→ Your assignment
All entries must be returned precisely as they appear.

→ Natural-language object grounding data
·····
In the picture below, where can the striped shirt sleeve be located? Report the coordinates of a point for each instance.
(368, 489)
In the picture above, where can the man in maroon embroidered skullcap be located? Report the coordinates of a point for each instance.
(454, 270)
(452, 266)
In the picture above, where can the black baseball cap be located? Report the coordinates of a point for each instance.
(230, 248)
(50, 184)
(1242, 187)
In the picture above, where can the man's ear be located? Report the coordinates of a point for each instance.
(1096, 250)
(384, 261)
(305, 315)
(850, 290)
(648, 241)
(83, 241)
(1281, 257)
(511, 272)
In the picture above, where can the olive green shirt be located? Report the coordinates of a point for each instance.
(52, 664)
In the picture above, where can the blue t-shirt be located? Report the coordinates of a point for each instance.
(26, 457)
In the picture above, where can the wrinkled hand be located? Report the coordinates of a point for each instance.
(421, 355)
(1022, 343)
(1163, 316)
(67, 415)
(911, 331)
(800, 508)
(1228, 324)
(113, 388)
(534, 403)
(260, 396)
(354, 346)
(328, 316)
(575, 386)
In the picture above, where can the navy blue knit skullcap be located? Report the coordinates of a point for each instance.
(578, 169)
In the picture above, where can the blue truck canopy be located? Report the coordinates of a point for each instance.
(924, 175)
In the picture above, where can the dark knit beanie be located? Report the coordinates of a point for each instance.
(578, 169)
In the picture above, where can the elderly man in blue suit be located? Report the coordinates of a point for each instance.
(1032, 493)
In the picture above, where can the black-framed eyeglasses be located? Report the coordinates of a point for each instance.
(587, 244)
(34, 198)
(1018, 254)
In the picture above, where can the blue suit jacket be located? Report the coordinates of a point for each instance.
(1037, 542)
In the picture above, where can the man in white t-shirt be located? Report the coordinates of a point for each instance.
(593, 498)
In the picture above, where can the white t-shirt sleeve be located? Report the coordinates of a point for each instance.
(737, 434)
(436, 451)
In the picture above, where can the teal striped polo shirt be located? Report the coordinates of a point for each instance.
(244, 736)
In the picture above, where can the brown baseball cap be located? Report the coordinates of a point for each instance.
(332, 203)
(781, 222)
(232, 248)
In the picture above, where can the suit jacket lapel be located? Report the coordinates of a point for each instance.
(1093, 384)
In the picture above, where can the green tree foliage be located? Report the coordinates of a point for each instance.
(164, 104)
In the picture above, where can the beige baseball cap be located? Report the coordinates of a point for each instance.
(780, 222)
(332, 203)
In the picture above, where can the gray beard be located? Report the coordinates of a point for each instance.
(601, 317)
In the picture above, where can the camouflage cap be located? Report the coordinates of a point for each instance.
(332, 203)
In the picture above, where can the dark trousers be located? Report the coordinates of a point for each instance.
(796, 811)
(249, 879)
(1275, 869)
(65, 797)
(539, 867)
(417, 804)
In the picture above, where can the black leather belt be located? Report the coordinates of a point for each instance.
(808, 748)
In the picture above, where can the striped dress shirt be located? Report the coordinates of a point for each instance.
·····
→ Answer to this task
In the picture below, where can the striped shirt sleeve be located? Report the coordinates of a point for each instance.
(368, 489)
In the picture above, where can the man in maroon embroidered skullcap be located? Report the coordinates of a point for each instance.
(454, 270)
(452, 266)
In the picture above, where can the black baseball cap be located? Report the coordinates of a point for each instance.
(230, 248)
(50, 184)
(1242, 187)
In the picture above, where can the man's ear be located? Report the coordinates of a point for each instance.
(1096, 250)
(384, 261)
(305, 315)
(850, 290)
(648, 241)
(83, 241)
(1281, 257)
(511, 272)
In the picture above, where can the olive green shirt be located? Report the coordinates of a point for each instance.
(52, 664)
In the picture above, where can the blue t-shirt be located? Report the coordinates of a point for each instance.
(26, 457)
In the picture above, where can the wrinkled hand be located? Report the coordinates of a point for each instance.
(421, 355)
(1022, 343)
(1163, 316)
(67, 415)
(911, 331)
(800, 508)
(1228, 324)
(113, 388)
(534, 403)
(260, 396)
(354, 346)
(328, 316)
(575, 386)
In the picture above, where can the navy blue knit skullcap be located? Report the coordinates of a point for each instance.
(578, 169)
In the picture above, where can the blue truck canopy be located? Report the coordinates of a point for each instance.
(924, 175)
In the picture above, where can the dark knit beanie be located? Report the coordinates of a point for each instance.
(578, 169)
In the picture above, where can the elderly man in blue suit be located? Report the coordinates of a point for each instance.
(1032, 493)
In the picture above, where can the black-framed eyeglasses be located? Report the coordinates of a point for each instance.
(587, 244)
(34, 198)
(1018, 254)
In the picture above, where can the blue suit jacket be located? Report the coordinates of a point for each instance.
(1037, 542)
In the picture above, where can the man in white t-shirt be located? Report the coordinates of a point for each instance.
(593, 498)
In the picture above, where can the white t-shirt sleeve be located? Report the coordinates of a point for each instance.
(737, 434)
(436, 451)
In the picture above, where can the teal striped polo shirt be located? Report the coordinates of a point for each instance.
(244, 736)
In the picture above, where can the brown baseball cap be located? Report the coordinates of a point for each instance.
(332, 203)
(781, 222)
(232, 248)
In the picture above, where can the suit jacket lapel be located? Report the coordinates of a point for each instance.
(1093, 384)
In the picture above, where can the green tree foliage be located? Report the coordinates of a point for each instance.
(164, 104)
In the picture above, where can the beige baseball cap be located? Report the coordinates of a point for each instance.
(780, 222)
(332, 203)
In the picture above, where can the gray beard be located? Report the coordinates of a point for each instance.
(601, 317)
In the picture above, where can the camouflage cap be located? Report the coordinates of a point for each instance.
(332, 203)
In the picture above, where can the dark trousers be located? Report the coordinates of a point for each instance.
(796, 811)
(249, 879)
(1275, 869)
(65, 797)
(539, 867)
(417, 804)
In the picture above, where can the black leather belt be located? Report the coordinates of a point for each instance.
(808, 748)
In the picture above, where can the striped dress shirt be located? Report the coordinates of a point for each instance.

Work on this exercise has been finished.